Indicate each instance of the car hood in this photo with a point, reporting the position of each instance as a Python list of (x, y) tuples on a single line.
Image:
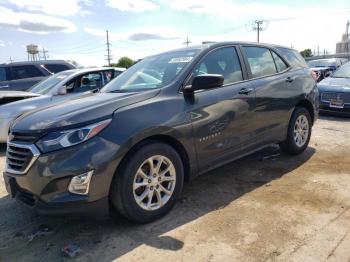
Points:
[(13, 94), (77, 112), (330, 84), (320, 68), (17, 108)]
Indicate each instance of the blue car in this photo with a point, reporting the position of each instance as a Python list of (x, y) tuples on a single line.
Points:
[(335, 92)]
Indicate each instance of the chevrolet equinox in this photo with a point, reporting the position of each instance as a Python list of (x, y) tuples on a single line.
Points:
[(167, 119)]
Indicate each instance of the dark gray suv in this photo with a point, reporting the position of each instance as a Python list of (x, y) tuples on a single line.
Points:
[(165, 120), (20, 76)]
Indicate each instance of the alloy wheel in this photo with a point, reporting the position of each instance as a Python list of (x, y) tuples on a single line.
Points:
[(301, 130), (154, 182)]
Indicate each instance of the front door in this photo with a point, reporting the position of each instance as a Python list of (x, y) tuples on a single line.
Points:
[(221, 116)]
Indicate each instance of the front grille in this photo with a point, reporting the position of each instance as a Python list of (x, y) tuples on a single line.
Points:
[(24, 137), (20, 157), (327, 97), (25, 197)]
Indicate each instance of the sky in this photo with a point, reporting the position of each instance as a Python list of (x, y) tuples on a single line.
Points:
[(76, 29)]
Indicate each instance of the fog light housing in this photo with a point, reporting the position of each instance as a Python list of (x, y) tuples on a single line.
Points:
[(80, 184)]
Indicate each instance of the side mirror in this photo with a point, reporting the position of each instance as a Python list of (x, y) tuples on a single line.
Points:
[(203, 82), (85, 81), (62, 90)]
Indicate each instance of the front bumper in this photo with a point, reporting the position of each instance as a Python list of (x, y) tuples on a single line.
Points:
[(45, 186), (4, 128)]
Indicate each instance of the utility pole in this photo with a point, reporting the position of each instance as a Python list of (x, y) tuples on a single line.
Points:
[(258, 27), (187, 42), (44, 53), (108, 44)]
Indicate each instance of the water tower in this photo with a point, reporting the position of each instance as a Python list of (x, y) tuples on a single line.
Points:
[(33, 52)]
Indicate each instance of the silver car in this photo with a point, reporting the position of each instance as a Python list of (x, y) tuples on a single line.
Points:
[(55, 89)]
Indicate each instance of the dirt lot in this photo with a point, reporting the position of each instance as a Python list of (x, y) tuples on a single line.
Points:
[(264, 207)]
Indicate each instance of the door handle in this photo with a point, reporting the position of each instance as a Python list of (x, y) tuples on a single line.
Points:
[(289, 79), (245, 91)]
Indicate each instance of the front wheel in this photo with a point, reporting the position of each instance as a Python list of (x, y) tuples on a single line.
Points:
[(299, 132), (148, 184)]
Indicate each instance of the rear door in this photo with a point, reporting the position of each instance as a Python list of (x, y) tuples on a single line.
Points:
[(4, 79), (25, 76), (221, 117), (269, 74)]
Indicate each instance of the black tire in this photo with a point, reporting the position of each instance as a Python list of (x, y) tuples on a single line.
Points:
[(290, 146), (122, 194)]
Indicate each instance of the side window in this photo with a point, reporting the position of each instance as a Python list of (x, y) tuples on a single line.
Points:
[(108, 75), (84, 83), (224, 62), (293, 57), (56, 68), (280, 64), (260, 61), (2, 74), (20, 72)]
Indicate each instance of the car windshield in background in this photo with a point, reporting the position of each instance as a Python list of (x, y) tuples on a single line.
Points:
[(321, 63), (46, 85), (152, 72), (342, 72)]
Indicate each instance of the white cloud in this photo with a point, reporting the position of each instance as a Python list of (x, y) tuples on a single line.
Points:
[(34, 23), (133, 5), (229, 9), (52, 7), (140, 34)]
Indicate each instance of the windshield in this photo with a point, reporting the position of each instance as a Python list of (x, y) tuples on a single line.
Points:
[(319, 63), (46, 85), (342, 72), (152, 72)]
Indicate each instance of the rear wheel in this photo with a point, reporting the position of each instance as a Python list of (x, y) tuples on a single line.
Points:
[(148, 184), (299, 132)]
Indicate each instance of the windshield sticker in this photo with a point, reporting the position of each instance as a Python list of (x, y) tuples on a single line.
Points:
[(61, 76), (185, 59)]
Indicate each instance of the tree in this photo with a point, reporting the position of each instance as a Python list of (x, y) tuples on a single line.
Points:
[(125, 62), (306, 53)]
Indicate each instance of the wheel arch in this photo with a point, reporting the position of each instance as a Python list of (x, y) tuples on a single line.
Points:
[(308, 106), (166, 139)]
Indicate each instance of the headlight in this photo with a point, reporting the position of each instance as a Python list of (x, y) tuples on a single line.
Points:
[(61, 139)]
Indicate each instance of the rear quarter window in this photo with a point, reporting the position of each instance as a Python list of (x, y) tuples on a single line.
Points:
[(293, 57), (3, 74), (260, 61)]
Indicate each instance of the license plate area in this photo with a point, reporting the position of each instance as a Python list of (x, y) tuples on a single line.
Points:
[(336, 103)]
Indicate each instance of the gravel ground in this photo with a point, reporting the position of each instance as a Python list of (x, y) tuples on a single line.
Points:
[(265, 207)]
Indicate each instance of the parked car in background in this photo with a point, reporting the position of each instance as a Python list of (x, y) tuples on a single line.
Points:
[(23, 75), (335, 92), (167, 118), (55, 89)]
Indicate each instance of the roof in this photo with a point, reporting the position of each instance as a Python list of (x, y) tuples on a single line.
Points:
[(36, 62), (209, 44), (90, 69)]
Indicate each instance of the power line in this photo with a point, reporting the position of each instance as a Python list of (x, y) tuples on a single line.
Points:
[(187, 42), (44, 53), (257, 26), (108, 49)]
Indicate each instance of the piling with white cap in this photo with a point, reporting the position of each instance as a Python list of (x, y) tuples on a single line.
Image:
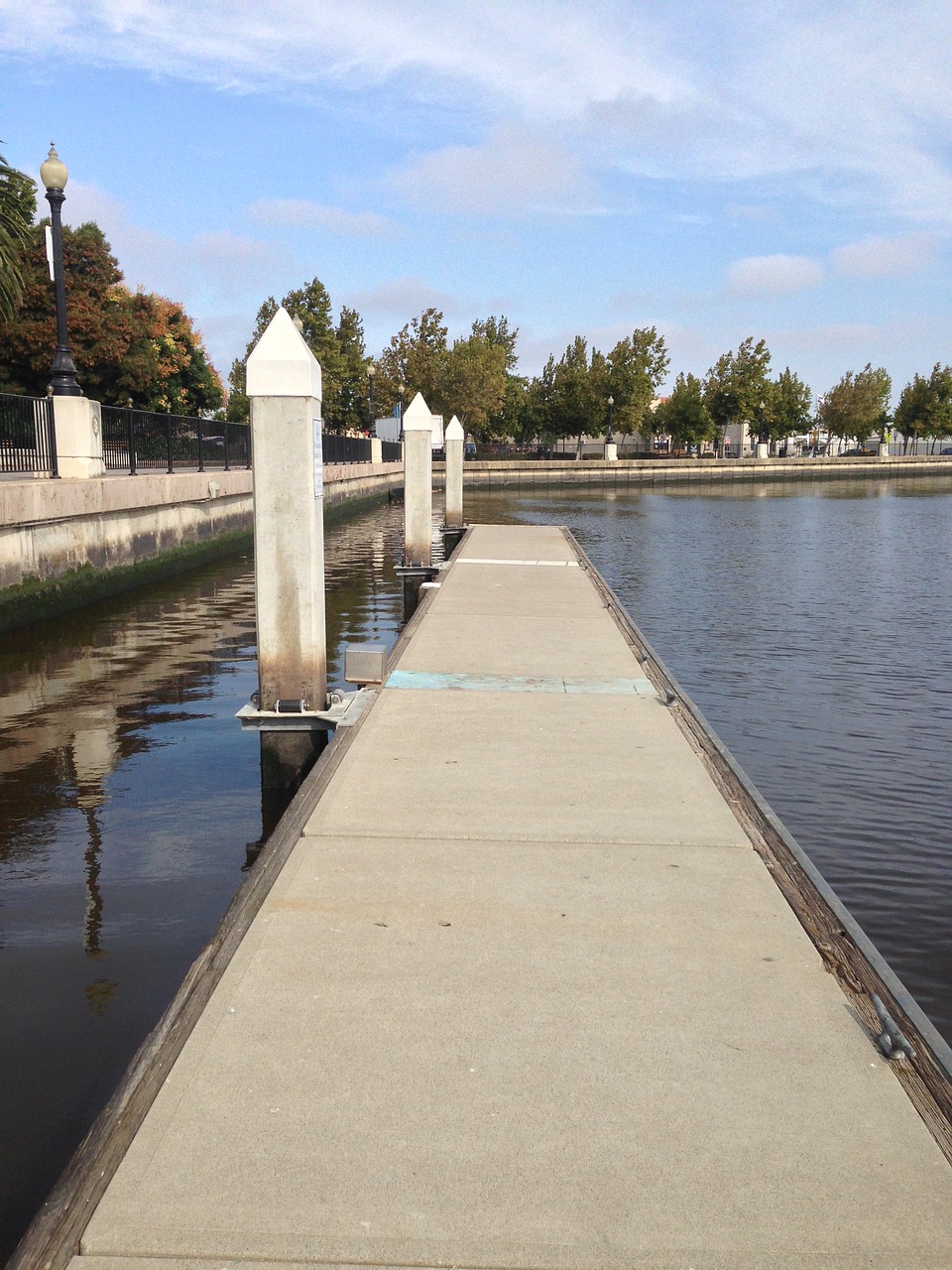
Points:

• _TASK DETAILS_
Return the records above verbatim, leaving out images.

• _FINISHED EXERCISE_
Indicate each instance of the car hood in this photo with a point, reporting the position of each instance as a Python list of (x, y) tuples on a single line.
Image:
Points:
[(13, 94), (77, 112), (330, 84), (320, 68), (17, 108)]
Indicate each instance of the blue car in this photo with a point, reporting the position of each instance as a Python list of (x, y) tuples on a single line.
Points:
[(335, 92)]
Indicate each instance of the chevrolet equinox in this photo with a point, reporting the position of each instance as a Python list of (x, y) tuples on a single line.
Points:
[(167, 119)]
Indicate each instance of the dark gray suv in this photo with a point, reporting the position of each instance as a Python list of (x, y) tuples on a single line.
Points:
[(165, 120), (20, 76)]
Indicate each instance of the alloy wheel in this photo with a point, reporting the position of each instance as a Python list of (x, y) tuples on a single line.
Points:
[(301, 130), (154, 182)]
Indicate each instance of the front door in this photo with a point, reporting the position of each instance as a Python list of (x, y) tuples on a single line.
Points:
[(221, 116)]
Indicate each instance of the front grille in this photo with a point, reporting the position of each instance as a Python list of (x, y) tuples on a single line.
Points:
[(24, 137), (20, 157), (327, 97), (25, 197)]
Indicate each instance of the sky in this photo with a point, reporting the position of each instance as a Python list of (x, y) tuples on a single line.
Points:
[(76, 29)]
Indicate each instance of the fog light housing in this photo with a point, reporting the position of each instance as a Python list of (x, y) tuples on a single line.
Points:
[(80, 184)]
Indicate each instance of the side mirror in this photo with a point, reporting the position of each instance as a Python list of (x, y) tuples on a single line.
Points:
[(203, 82), (85, 81), (62, 90)]
Indicate each instance of the front bumper in this photo with a point, reporting the position of each instance as a Python list of (x, y) tuples on a single line.
Points:
[(45, 186), (4, 128)]
Indicate each instance of the utility pole in this photo with a point, reporting the position of each instance as a Python list of (x, y) tuples on a single line.
Points:
[(258, 27), (187, 42), (44, 53), (108, 44)]
Indicate each instance of the water tower in this photo with a point, reporting the position of each instance as a Python list of (x, y) tuples on a single line.
Points:
[(33, 52)]
Indicate each instance of the silver car in this photo with a point, reporting the position of each instance as a Python list of (x, y) tuples on a single line.
Points:
[(55, 89)]
Indicate each instance of the dirt lot in this photo with a point, reporting the position of each instance as a Python list of (x, y) tuples on a single line.
Points:
[(264, 207)]
Indicate each instance of the door handle in this photo with a point, reporting the position of each instance as a Python list of (x, y) tuples on a single line.
Points:
[(289, 79), (245, 91)]
Indicate each instance of the front wheel in this photo with a point, reporting the position of each instance as a Python list of (x, y) tuples on a single line.
Points:
[(299, 132), (148, 184)]
Indicate each instance of the rear door in this photo with a point, reporting the position of each instance as a Python list of (x, y) tuples on a single line.
Points:
[(4, 79), (25, 76), (221, 117), (269, 74)]
Indicate each instance of the black tire in this photo with a point, reporting the position of each instance as a Python list of (x, y) tuples on a single line.
Points:
[(290, 146), (122, 194)]
Indicate each instance of the side window in this photo with a point, reporting the position of each instance as a Python list of (x, y) tuples on a single line.
Points:
[(108, 75), (84, 83), (224, 62), (293, 57), (56, 68), (280, 64), (260, 61), (2, 74), (20, 72)]
Indicate each instance of the car windshield in background in this photo with a point, reporting the position of each instance as a Python list of (x, y) tuples on a single line.
Points:
[(321, 63), (46, 85), (152, 72), (342, 72)]
Indicate each instance of the white cloud in this photo with a point, reporting the position of each instance as a Python list of (x, y) tuples on a single line.
Points:
[(34, 23), (133, 5), (229, 9), (52, 7), (140, 34)]
Indicate each instance of the windshield in this photo with a point, reporting the position of each instance as a Python list of (x, y) tuples on a single line.
Points:
[(319, 63), (46, 85), (342, 72), (152, 72)]
Indicate each instance of the rear wheel in this photo with a point, reporting the position of each instance as a Python list of (x, y) tuples on a single line.
Points:
[(148, 184), (299, 132)]
Indicate each instance of the windshield sticker in this photo with a point, reporting the position of each instance as a Python list of (x, y) tuples on a single line.
Points:
[(61, 76), (185, 59)]
Indicate each instance of the tree in this photo with a point, reporting the position of each instance as a Python list of (x, y) tuples on a single line.
Points:
[(125, 62), (306, 53)]
Indicate each instance of the wheel arch in this photo with a point, reporting the position of each instance as a Python list of (x, y) tuples on a single line.
Points:
[(308, 106), (166, 139)]
Indicate each instance of the headlight in this photo with a point, reporting the position of each instance as a Python list of (x, y) tuples on a single line.
Points:
[(61, 139)]
Indicate each instance of the rear quarter window in this photo with a point, reporting the position of each instance as a Python list of (x, y) tuples on a single line.
Points:
[(293, 57), (3, 74), (260, 61)]
Indicate each instance of the license plate area in this photo with a point, reporting the position of each instance as a Python list of (x, y) tuples on a single line.
Points:
[(336, 103)]
Indicate each instance of the gravel ground in this photo with a point, reporting the position of each instance as a Python list of (x, y) tuples on a single line.
Points:
[(265, 207)]
Indicate each instance of the parked car in background in this photo with a point, reporting the position of each instance as a Python list of (x, y) tuples on a single line.
Points:
[(23, 75), (335, 92), (167, 118), (55, 89)]
Indicate each instance of the roof in this photo with a point, reporting the position of each instance as a Python list of (x, y) tuples on a single line.
Points:
[(36, 62), (209, 44), (90, 69)]
Indicate each instance of the power line in this photo with a point, reporting the position of each instance as a Python list of (x, y) tuples on a single line.
Points:
[(187, 42), (44, 53), (257, 26), (108, 49)]
Indicate each instance of the piling with white cap in this photo with a point, reporting the position of each instance as a Python list of (x, y) tuples on a single line.
Image:
Points:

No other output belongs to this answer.